I don't want to take a big stand on this issue. If we think it desirable that the courts should place some kind of quasi-"contributory negligence" limit on restitutionary recovery for mistaken payers, then presumably we would all want them to implement the imposition of such a limit in a principled but flexible way. You appear to think that they would be better able to achieve this by imposing the limit at the unjust factor rather than at the defences stage. I have no particular reason for thinking that you are wrong about this. But I have no particular reason for thinking that you are right either.

3) I wrote:

But the question arises whether, in Steve Hedley's words (in a message to this group on Kleinwort v Lincoln CC on 3rd November), it is appropriate for the courts to 'treat city banks as deserving the protection of the courts from the consequences of their own mistakes ... like vulnerable children, unversed in the ways of the world' - an argument which is also made by Michael Bridge in his recent JBL piece on BFC v Parc.

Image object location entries
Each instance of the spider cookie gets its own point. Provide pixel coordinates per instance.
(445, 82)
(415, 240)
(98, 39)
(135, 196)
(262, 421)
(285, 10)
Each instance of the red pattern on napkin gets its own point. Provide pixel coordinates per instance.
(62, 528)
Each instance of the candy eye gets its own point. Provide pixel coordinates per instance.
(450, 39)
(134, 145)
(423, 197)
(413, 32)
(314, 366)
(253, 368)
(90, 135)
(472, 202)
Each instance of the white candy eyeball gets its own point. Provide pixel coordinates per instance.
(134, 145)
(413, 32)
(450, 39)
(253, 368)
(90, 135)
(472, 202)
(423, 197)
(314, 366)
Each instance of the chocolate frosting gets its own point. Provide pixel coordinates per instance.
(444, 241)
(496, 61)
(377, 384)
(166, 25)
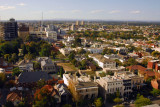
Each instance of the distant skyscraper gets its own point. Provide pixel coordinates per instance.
(8, 30)
(77, 22)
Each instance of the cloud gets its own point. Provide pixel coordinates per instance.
(114, 11)
(96, 11)
(75, 11)
(6, 7)
(21, 4)
(135, 12)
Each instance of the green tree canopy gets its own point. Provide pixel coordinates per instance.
(16, 71)
(98, 102)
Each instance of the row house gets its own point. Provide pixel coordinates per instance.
(123, 82)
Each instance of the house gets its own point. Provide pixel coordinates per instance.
(65, 51)
(121, 50)
(114, 57)
(82, 86)
(155, 83)
(152, 64)
(14, 97)
(94, 50)
(136, 68)
(26, 65)
(124, 82)
(29, 79)
(47, 65)
(102, 61)
(146, 74)
(64, 93)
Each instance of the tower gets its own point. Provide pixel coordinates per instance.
(9, 30)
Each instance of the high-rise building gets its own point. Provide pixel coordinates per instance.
(8, 30)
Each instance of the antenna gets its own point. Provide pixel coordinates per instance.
(42, 24)
(42, 19)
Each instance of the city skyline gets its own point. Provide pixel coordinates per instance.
(137, 10)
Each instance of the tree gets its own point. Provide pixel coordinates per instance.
(14, 57)
(36, 66)
(45, 50)
(24, 50)
(21, 104)
(71, 56)
(43, 98)
(29, 56)
(77, 42)
(131, 61)
(118, 62)
(2, 79)
(81, 51)
(98, 102)
(41, 83)
(16, 71)
(9, 104)
(155, 92)
(142, 101)
(53, 54)
(117, 100)
(7, 57)
(61, 72)
(144, 62)
(155, 53)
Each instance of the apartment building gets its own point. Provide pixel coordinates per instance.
(102, 61)
(9, 30)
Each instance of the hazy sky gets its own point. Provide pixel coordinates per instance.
(148, 10)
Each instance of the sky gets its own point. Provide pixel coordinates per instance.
(124, 10)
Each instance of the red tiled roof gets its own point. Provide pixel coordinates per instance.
(136, 67)
(13, 96)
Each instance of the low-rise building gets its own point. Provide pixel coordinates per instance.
(82, 86)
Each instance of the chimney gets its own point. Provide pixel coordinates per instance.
(89, 76)
(94, 78)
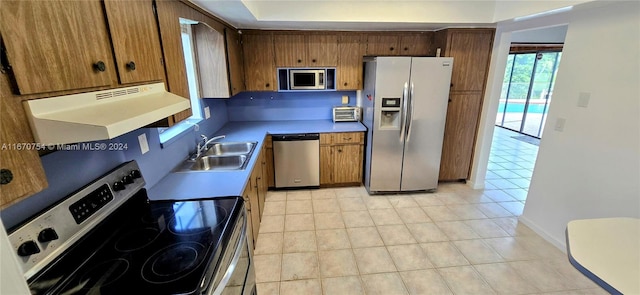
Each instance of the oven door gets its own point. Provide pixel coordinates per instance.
(236, 274)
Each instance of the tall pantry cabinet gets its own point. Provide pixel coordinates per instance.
(471, 52)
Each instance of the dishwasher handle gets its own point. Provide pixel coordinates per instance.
(295, 137)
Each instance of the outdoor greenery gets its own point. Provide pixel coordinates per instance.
(516, 82)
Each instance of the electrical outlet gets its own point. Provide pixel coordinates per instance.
(583, 99)
(144, 145)
(559, 126)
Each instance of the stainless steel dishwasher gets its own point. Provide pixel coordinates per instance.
(296, 159)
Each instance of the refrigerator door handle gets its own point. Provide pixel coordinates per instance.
(403, 115)
(410, 112)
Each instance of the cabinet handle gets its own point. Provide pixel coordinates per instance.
(100, 66)
(6, 176)
(131, 66)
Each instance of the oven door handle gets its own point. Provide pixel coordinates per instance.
(234, 261)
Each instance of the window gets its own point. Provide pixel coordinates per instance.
(166, 134)
(526, 91)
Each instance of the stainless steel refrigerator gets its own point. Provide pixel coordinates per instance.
(405, 106)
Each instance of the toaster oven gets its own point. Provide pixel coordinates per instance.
(346, 114)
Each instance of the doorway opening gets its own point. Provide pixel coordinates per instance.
(527, 88)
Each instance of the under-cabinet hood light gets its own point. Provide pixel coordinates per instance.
(100, 115)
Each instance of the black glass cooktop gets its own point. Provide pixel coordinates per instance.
(156, 247)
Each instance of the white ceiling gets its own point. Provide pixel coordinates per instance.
(394, 15)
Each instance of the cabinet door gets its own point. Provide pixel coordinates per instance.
(259, 182)
(259, 65)
(234, 58)
(382, 45)
(134, 33)
(269, 159)
(246, 196)
(24, 165)
(459, 135)
(415, 44)
(57, 45)
(290, 50)
(326, 164)
(347, 163)
(349, 70)
(323, 50)
(471, 51)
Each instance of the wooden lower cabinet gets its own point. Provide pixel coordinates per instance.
(341, 158)
(254, 195)
(268, 156)
(253, 212)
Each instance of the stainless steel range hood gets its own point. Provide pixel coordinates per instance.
(100, 115)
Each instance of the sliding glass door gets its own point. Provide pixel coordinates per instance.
(526, 91)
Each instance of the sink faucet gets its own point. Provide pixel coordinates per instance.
(200, 149)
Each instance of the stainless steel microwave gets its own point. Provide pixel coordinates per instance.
(307, 79)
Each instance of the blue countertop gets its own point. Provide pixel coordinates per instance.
(210, 184)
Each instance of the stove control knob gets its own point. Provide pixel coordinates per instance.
(127, 179)
(118, 186)
(47, 235)
(135, 174)
(28, 248)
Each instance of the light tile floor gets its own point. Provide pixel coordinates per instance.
(454, 241)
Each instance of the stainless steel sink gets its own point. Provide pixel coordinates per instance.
(230, 148)
(219, 163)
(221, 156)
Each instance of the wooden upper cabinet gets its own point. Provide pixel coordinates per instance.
(415, 44)
(382, 44)
(57, 45)
(23, 165)
(322, 51)
(235, 61)
(134, 33)
(471, 52)
(349, 69)
(297, 50)
(259, 64)
(290, 50)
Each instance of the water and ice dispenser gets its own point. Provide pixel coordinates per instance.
(390, 113)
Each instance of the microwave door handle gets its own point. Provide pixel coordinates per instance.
(410, 113)
(403, 114)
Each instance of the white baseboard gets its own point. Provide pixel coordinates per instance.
(560, 244)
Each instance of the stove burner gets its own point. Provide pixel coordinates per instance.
(158, 215)
(197, 221)
(173, 262)
(137, 239)
(103, 274)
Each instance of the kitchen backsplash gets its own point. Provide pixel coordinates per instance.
(67, 171)
(272, 106)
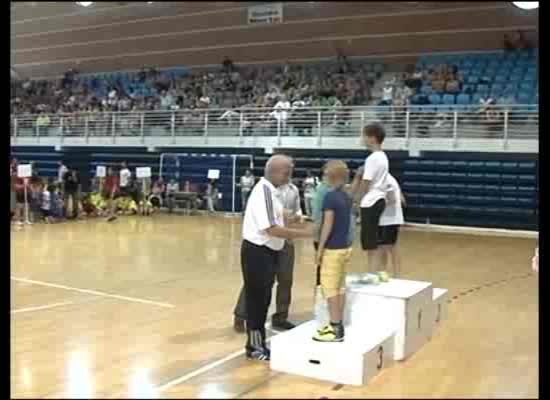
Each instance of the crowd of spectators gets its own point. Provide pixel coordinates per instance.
(227, 87)
(52, 200)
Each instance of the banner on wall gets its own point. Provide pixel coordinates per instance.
(266, 14)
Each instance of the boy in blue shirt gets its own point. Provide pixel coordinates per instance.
(334, 252)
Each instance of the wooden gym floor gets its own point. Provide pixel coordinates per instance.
(142, 307)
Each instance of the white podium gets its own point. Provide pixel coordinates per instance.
(384, 322)
(361, 356)
(402, 305)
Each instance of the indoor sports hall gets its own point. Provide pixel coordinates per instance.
(161, 152)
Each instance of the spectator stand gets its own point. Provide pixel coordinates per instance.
(194, 167)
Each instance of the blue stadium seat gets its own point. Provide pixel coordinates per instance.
(476, 72)
(527, 86)
(426, 89)
(476, 98)
(463, 99)
(491, 72)
(497, 87)
(500, 78)
(518, 71)
(525, 98)
(483, 89)
(435, 99)
(493, 64)
(511, 88)
(449, 99)
(530, 78)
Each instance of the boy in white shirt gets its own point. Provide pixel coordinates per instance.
(370, 186)
(390, 221)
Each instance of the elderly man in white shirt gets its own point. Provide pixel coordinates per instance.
(290, 197)
(264, 235)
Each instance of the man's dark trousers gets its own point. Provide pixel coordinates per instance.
(283, 274)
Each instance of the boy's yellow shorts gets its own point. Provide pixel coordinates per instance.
(333, 271)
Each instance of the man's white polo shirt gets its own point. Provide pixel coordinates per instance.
(263, 210)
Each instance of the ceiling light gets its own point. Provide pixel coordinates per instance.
(526, 5)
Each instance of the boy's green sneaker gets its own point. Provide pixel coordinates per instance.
(329, 334)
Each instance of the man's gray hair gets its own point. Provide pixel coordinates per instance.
(275, 162)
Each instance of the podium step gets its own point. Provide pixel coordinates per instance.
(438, 312)
(404, 306)
(355, 361)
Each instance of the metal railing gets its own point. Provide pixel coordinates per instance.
(458, 122)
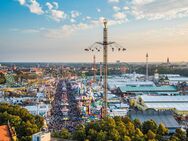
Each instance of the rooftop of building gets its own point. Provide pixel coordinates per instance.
(147, 88)
(165, 117)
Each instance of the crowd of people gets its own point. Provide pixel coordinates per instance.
(65, 110)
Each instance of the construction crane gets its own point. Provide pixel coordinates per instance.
(97, 46)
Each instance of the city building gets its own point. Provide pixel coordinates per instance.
(177, 103)
(164, 117)
(41, 136)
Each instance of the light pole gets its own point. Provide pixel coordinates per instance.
(105, 44)
(147, 66)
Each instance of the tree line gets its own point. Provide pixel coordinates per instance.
(122, 129)
(24, 123)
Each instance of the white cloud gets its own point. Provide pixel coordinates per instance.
(113, 1)
(159, 9)
(126, 8)
(35, 8)
(56, 5)
(49, 5)
(57, 15)
(65, 30)
(72, 20)
(142, 2)
(75, 14)
(98, 10)
(88, 17)
(119, 16)
(116, 8)
(22, 2)
(54, 13)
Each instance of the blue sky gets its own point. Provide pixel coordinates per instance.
(59, 30)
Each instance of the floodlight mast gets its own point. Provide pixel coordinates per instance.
(105, 44)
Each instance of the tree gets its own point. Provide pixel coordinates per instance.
(80, 133)
(151, 135)
(149, 125)
(92, 134)
(137, 123)
(65, 134)
(180, 134)
(113, 134)
(138, 133)
(131, 129)
(174, 138)
(126, 138)
(162, 130)
(101, 136)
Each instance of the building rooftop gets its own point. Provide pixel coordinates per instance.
(160, 99)
(147, 89)
(165, 117)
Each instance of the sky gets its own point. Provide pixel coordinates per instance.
(60, 30)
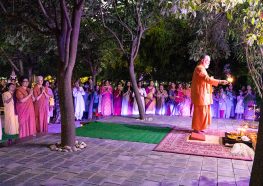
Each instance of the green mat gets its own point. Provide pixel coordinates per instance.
(6, 137)
(136, 133)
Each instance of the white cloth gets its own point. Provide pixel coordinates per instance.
(241, 149)
(240, 105)
(135, 109)
(50, 108)
(125, 104)
(11, 119)
(79, 102)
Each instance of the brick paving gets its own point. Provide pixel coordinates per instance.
(111, 163)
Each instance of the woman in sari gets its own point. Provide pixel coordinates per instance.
(150, 101)
(172, 109)
(142, 92)
(11, 119)
(117, 100)
(127, 101)
(179, 99)
(50, 101)
(78, 93)
(41, 108)
(106, 99)
(25, 109)
(161, 96)
(187, 101)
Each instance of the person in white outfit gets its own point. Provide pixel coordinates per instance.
(78, 93)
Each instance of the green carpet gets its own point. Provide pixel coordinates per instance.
(6, 137)
(136, 133)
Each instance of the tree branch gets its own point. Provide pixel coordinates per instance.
(9, 60)
(123, 23)
(112, 32)
(43, 10)
(3, 7)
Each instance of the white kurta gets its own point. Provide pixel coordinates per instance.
(11, 119)
(79, 102)
(135, 109)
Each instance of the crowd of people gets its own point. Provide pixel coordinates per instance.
(28, 111)
(172, 99)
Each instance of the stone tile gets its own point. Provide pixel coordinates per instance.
(65, 176)
(150, 183)
(85, 174)
(205, 181)
(186, 182)
(207, 174)
(54, 182)
(109, 184)
(169, 183)
(226, 181)
(4, 177)
(130, 183)
(96, 179)
(209, 168)
(193, 176)
(226, 172)
(115, 179)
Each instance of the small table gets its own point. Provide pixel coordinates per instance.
(230, 142)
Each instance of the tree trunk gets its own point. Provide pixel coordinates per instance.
(67, 41)
(256, 174)
(135, 88)
(66, 107)
(29, 71)
(92, 96)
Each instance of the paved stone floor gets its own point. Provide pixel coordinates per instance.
(109, 162)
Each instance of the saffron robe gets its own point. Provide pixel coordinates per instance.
(26, 113)
(201, 95)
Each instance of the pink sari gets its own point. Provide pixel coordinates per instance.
(26, 114)
(106, 101)
(150, 100)
(117, 102)
(41, 110)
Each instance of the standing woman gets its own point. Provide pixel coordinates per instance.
(41, 109)
(142, 92)
(172, 107)
(222, 103)
(50, 100)
(78, 93)
(150, 100)
(11, 119)
(126, 107)
(25, 109)
(117, 100)
(161, 96)
(106, 101)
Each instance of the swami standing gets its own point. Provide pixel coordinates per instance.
(201, 94)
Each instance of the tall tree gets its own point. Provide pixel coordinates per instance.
(61, 19)
(127, 21)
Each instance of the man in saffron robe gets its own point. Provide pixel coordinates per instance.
(25, 109)
(40, 105)
(201, 94)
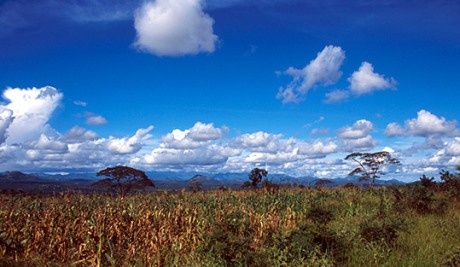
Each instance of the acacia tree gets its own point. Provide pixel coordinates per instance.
(256, 176)
(370, 163)
(122, 179)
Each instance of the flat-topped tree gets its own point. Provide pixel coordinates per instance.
(123, 179)
(369, 165)
(256, 176)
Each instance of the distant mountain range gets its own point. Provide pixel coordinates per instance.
(15, 180)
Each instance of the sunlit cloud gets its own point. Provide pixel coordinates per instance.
(323, 70)
(365, 80)
(174, 28)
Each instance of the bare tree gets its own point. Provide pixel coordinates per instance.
(369, 165)
(122, 179)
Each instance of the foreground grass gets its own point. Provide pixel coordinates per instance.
(289, 227)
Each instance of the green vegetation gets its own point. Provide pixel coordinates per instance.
(349, 226)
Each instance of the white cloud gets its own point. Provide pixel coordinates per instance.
(6, 117)
(205, 155)
(78, 135)
(453, 147)
(129, 145)
(362, 144)
(357, 137)
(264, 142)
(204, 132)
(317, 149)
(336, 96)
(365, 80)
(194, 137)
(197, 146)
(323, 70)
(80, 103)
(31, 110)
(360, 129)
(174, 28)
(425, 124)
(93, 119)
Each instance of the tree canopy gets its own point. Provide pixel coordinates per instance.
(123, 179)
(370, 164)
(256, 176)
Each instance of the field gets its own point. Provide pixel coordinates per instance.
(405, 226)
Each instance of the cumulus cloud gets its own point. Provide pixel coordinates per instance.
(317, 149)
(174, 28)
(129, 145)
(31, 110)
(426, 124)
(323, 70)
(78, 135)
(365, 80)
(264, 142)
(80, 103)
(357, 137)
(94, 119)
(360, 129)
(194, 137)
(197, 146)
(6, 117)
(336, 96)
(205, 155)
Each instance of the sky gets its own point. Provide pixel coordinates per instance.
(228, 85)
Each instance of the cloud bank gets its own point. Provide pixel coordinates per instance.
(174, 28)
(28, 142)
(323, 70)
(365, 80)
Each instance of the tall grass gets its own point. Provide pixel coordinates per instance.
(288, 227)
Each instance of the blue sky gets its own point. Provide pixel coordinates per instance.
(228, 85)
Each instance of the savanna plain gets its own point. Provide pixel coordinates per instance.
(410, 225)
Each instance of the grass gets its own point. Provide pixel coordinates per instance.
(289, 227)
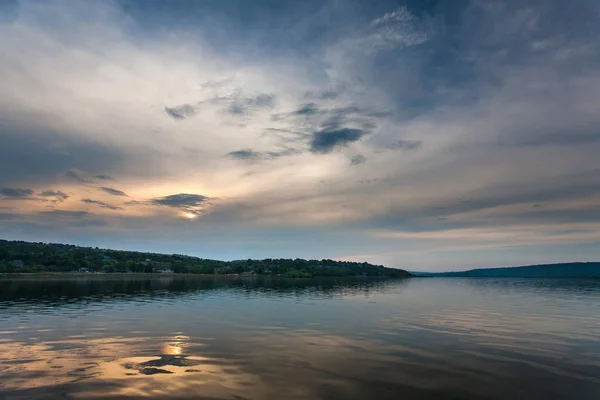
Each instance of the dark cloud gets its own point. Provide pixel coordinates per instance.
(101, 204)
(245, 154)
(112, 191)
(66, 213)
(307, 109)
(181, 112)
(15, 193)
(325, 141)
(57, 194)
(180, 200)
(358, 159)
(104, 177)
(184, 201)
(77, 176)
(33, 155)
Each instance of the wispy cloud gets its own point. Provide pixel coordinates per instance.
(325, 141)
(16, 193)
(114, 192)
(101, 204)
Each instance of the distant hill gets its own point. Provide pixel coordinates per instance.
(565, 270)
(26, 257)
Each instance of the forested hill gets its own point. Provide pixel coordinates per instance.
(18, 256)
(565, 270)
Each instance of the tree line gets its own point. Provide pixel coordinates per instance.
(27, 257)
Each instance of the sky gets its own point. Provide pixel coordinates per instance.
(424, 135)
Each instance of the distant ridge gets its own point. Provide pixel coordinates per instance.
(563, 270)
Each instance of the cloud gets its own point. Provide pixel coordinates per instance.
(59, 195)
(251, 155)
(245, 154)
(307, 109)
(181, 112)
(76, 175)
(325, 141)
(181, 200)
(104, 177)
(16, 193)
(112, 191)
(358, 159)
(406, 145)
(65, 213)
(102, 204)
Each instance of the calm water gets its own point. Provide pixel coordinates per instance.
(168, 337)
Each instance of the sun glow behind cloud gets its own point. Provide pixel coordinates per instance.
(366, 141)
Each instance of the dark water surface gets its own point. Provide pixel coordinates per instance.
(167, 337)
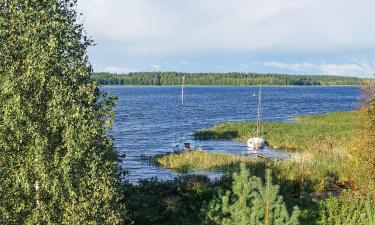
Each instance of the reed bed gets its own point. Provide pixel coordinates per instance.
(201, 160)
(335, 144)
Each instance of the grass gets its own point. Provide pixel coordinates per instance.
(201, 160)
(340, 149)
(303, 133)
(336, 144)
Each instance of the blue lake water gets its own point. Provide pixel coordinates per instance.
(150, 119)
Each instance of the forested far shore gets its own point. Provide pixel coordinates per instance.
(236, 79)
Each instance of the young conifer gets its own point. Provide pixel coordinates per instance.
(57, 164)
(251, 202)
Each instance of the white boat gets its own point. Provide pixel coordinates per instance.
(257, 143)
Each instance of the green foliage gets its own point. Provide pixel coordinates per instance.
(347, 209)
(177, 201)
(237, 79)
(251, 202)
(202, 160)
(57, 164)
(299, 134)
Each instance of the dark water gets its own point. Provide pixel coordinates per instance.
(149, 119)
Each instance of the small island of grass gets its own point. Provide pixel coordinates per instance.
(331, 142)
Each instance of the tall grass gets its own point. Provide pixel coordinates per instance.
(335, 143)
(202, 160)
(303, 133)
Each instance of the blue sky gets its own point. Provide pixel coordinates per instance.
(333, 37)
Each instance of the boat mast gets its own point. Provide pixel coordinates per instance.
(259, 105)
(182, 106)
(182, 90)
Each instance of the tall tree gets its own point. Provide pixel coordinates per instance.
(58, 166)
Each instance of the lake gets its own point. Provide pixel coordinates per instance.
(150, 119)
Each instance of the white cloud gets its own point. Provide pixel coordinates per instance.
(156, 67)
(165, 26)
(115, 69)
(349, 69)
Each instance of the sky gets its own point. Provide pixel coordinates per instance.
(330, 37)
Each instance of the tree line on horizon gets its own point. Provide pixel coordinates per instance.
(235, 79)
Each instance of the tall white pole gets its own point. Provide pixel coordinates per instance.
(259, 105)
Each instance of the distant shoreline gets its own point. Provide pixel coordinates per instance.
(223, 79)
(131, 85)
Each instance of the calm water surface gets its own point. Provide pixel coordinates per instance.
(150, 119)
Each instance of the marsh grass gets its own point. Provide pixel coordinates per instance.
(302, 133)
(335, 144)
(199, 160)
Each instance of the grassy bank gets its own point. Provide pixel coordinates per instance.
(202, 160)
(335, 145)
(304, 133)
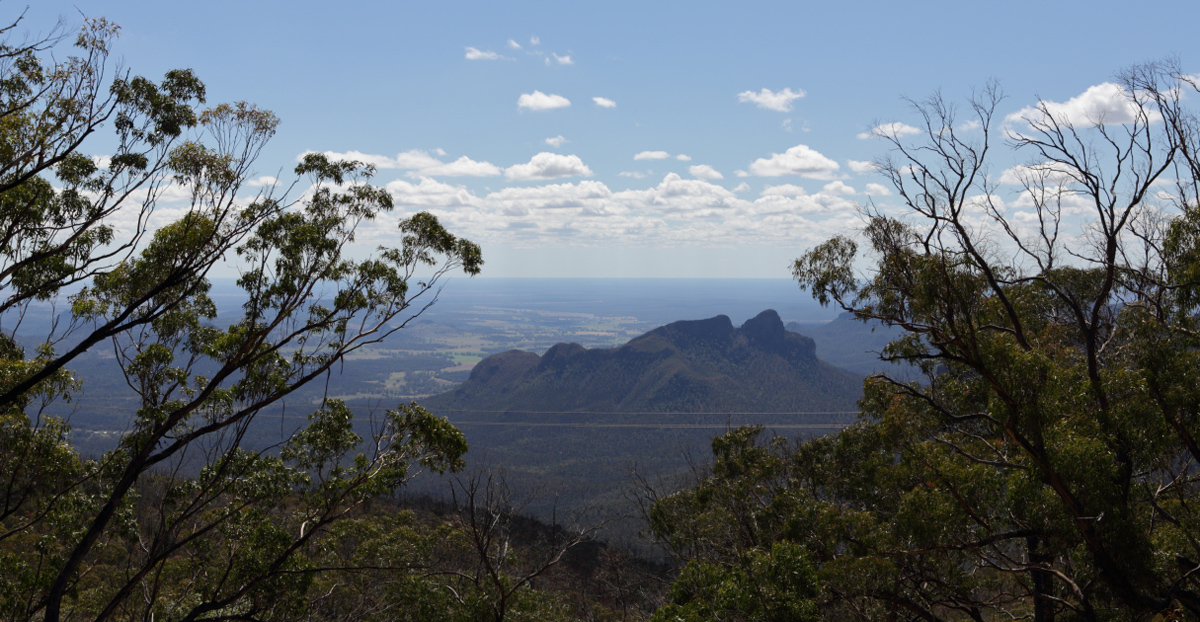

= What to work on =
Reproduce the stretch of the restitution discussion from "But the question" through "BFC v Parc.", changing "city banks" to "commercial lenders". The items play no role in this.

= Solution =
But the question arises whether, in Steve Hedley's words (in a message to this group on Kleinwort v Lincoln CC on 3rd November), it is appropriate for the courts to 'treat commercial lenders as deserving the protection of the courts from the consequences of their own mistakes ... like vulnerable children, unversed in the ways of the world' - an argument which is also made by Michael Bridge in his recent JBL piece on BFC v Parc.